*What to do*.
Your task is to print all of the data word for word.

(Object location annotation data)
"""
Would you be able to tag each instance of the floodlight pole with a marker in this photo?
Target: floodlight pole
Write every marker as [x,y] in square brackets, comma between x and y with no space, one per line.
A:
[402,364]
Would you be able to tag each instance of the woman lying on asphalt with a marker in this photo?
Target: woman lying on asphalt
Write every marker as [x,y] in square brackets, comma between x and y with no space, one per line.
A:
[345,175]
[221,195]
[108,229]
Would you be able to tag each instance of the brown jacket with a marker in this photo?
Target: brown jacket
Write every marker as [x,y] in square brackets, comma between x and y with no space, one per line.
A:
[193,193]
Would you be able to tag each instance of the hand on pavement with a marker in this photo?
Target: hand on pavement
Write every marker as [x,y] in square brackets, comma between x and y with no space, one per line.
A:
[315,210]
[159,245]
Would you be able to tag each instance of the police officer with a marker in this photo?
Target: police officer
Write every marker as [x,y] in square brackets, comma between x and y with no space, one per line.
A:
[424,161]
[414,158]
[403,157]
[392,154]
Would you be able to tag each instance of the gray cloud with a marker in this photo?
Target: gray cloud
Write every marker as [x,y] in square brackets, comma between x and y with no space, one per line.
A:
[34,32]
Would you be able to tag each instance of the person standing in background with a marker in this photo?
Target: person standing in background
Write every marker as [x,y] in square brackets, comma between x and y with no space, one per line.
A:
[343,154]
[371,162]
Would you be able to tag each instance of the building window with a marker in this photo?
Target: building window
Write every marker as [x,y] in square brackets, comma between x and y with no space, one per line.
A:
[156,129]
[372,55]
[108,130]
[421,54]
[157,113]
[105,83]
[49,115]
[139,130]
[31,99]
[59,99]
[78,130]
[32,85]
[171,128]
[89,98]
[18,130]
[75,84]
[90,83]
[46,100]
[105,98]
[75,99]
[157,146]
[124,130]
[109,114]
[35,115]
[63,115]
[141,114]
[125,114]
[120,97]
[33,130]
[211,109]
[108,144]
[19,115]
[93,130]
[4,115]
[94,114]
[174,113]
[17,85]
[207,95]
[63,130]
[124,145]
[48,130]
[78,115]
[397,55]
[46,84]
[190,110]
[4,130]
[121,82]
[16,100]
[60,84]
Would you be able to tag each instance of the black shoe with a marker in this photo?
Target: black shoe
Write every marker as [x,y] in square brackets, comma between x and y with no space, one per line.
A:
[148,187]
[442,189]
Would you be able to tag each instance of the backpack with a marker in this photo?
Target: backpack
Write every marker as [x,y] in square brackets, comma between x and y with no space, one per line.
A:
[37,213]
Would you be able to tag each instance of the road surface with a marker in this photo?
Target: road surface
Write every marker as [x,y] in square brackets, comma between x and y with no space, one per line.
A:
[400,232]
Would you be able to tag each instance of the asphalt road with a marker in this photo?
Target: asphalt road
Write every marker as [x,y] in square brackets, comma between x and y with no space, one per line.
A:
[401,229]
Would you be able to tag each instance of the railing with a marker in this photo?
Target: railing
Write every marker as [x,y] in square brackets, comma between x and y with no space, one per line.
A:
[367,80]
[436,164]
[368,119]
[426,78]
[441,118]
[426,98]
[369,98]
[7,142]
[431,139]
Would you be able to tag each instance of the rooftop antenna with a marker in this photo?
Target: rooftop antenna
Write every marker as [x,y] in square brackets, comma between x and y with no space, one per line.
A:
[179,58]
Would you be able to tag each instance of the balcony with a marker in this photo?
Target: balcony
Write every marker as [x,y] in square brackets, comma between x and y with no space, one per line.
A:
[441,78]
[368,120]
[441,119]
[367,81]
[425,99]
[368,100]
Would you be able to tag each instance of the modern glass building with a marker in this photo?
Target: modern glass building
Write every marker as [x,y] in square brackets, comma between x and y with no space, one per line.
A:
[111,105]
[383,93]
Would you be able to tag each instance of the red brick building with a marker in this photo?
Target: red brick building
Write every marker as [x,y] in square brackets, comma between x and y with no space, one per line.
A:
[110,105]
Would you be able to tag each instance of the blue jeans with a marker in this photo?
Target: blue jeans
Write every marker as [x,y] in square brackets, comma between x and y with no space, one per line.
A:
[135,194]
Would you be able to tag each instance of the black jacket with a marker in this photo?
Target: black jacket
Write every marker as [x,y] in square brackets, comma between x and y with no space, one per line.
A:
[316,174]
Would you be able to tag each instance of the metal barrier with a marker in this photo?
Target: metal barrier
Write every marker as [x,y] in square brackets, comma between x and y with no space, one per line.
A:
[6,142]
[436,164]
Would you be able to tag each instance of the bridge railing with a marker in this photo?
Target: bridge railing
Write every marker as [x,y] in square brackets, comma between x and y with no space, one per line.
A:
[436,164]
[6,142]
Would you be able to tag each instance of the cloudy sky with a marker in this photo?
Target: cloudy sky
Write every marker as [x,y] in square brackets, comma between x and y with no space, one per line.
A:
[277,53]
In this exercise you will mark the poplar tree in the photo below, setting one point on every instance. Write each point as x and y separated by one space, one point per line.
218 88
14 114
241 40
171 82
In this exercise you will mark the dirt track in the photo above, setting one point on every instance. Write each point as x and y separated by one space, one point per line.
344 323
"""
*Solution to the problem*.
Would you be able to tag each instance of the floodlight pole with a marker in this photo?
Target: floodlight pole
Write every marker as [x,y] in square brackets, comma between x and y with no space, one per line.
A:
[402,364]
Would you be able to tag each instance of the woman lying on asphalt with a marker in this photo?
Target: woman lying on asphalt
Write every marker as [x,y] in square brackets, comma between x and y with no space, one per line.
A:
[345,175]
[221,195]
[108,229]
Would you be able to tag each instance of the brown jacket with a marker in this photo?
Target: brown jacket
Write every marker as [x,y] in square brackets, comma between x and y with no space, one per line.
A:
[193,193]
Would you be able to tag each instance of the hand on pavement with a marker in this photo?
Target: hand on pavement
Write every marker as [x,y] in square brackets, comma between x and y with no space, one per line.
A:
[315,210]
[159,245]
Would you be able to tag each instance of the police officer with a marker in this photo?
Target: police officer
Write every marker as [x,y] in square brackets, comma between x and y with no space, one per line.
A:
[424,161]
[414,158]
[403,157]
[392,154]
Would you be able to tag each instance of the gray cloud with a marker in this photo?
Target: gray cloud
Write every marker as [x,y] in square brackets, comma between x and y with no space, one per line.
A:
[34,32]
Would you be able to tag each instance of the person standing in background with a marker in this photo?
Target: person standing in background
Write every marker as [x,y] in square brackets, comma between x and y with no space, one per line.
A:
[343,154]
[371,162]
Would you be able to tag each instance of the building window with a marker in this photo?
Target: building window
Write every marker as [x,y] in square brackets, comma between x and y with no space, one per line.
A:
[156,129]
[372,55]
[108,130]
[421,54]
[157,113]
[105,83]
[49,115]
[139,130]
[31,99]
[59,99]
[78,130]
[32,85]
[171,128]
[89,98]
[18,130]
[75,84]
[90,83]
[46,100]
[105,98]
[75,99]
[157,146]
[124,130]
[109,114]
[35,115]
[63,115]
[141,114]
[125,114]
[120,97]
[33,130]
[211,109]
[108,144]
[19,115]
[93,130]
[4,115]
[94,114]
[174,113]
[17,85]
[207,95]
[63,130]
[124,145]
[48,130]
[78,115]
[397,55]
[46,84]
[190,110]
[4,130]
[121,82]
[16,100]
[60,84]
Would you be able to tag each instance of the black shoe with a marker in this photo?
Target: black shoe
Write every marker as [x,y] in square brackets, comma between x and y with no space, one per line.
A:
[148,187]
[442,189]
Would you be able to tag each instance of the backpack with a marker in this photo?
Target: backpack
Write every marker as [x,y] in square brackets, comma between x and y with no space, one per line.
A:
[37,213]
Would you be able to tag each instance of the road surface with a marker in this photo?
Target: road surface
Write every marker as [x,y] in square brackets, comma between x and y with no space, one per line.
A:
[400,232]
Would you be able to tag each instance of the asphalt road with a marker in this photo?
Target: asphalt road
Write every marker as [x,y] in square brackets, comma between x and y with no space, one per line.
A:
[401,229]
Would you be able to tag each instance of the railing with a marker in this photo?
Target: railing
Write every marker as [x,y] in square brackets, comma between x and y with no space, one per line.
A:
[367,80]
[436,164]
[368,119]
[426,78]
[441,118]
[426,98]
[369,98]
[7,142]
[431,139]
Would you be able to tag each instance of the rooftop antenna with a marker in this photo?
Target: rooftop antenna
Write every marker as [x,y] in square brackets, comma between x and y with no space, one per line.
A:
[179,58]
Would you be able to tag each instance of the balcony with a marker in this photo?
Target: balcony
Write every marker as [x,y] in square brackets, comma between x and y with no space, one per line.
A:
[441,78]
[368,120]
[441,119]
[367,81]
[425,99]
[368,100]
Would you be able to tag each instance of the modern glass building with a marker in this photo?
Target: modern glass building
Write every marker as [x,y] in square brackets, comma between x and y with no space, one per line.
A:
[111,105]
[383,93]
Would you be able to tag each instance of the red brick building with a marker in this photo?
Target: red brick building
Write every marker as [x,y] in square brackets, comma between x and y with no space, one per line.
A:
[110,105]
Would you be able to tag each instance of the blue jeans with a marker in this photo?
Target: blue jeans
Write every marker as [x,y] in square brackets, comma between x and y with no space, one per line.
A:
[135,194]
Would you be able to tag each instance of the black jacket with a marker in this photo?
Target: black jacket
Write every marker as [x,y] in square brackets, comma between x and y with no space, one per line.
A:
[316,174]
Would you be able to tag each instance of the metal barrier with a marker in this photo?
Target: metal barrier
Write every marker as [x,y] in square brackets, comma between x and y with no space, one per line.
A:
[6,142]
[436,164]
Would you be able to tag each instance of the bridge railing with a marker in this photo?
Target: bridge railing
Write every marker as [x,y] in square brackets, comma between x and y with no space, one per line.
A:
[436,164]
[6,142]
Would you be able to tag each instance of the cloudy sky with a marker in this photo?
Target: cloudy sky
Write every marker as [x,y] in square brackets, comma between x and y with no space, one per line.
A:
[277,53]
In this exercise you will mark the poplar tree in the photo below, setting one point on every instance. Write each point as x and y separated by one space, one point per line.
218 88
14 114
241 40
171 82
In this exercise you will mark the dirt track in the photo above, setting one point on every instance. Write each point as x and y separated by one space, one point per line.
344 323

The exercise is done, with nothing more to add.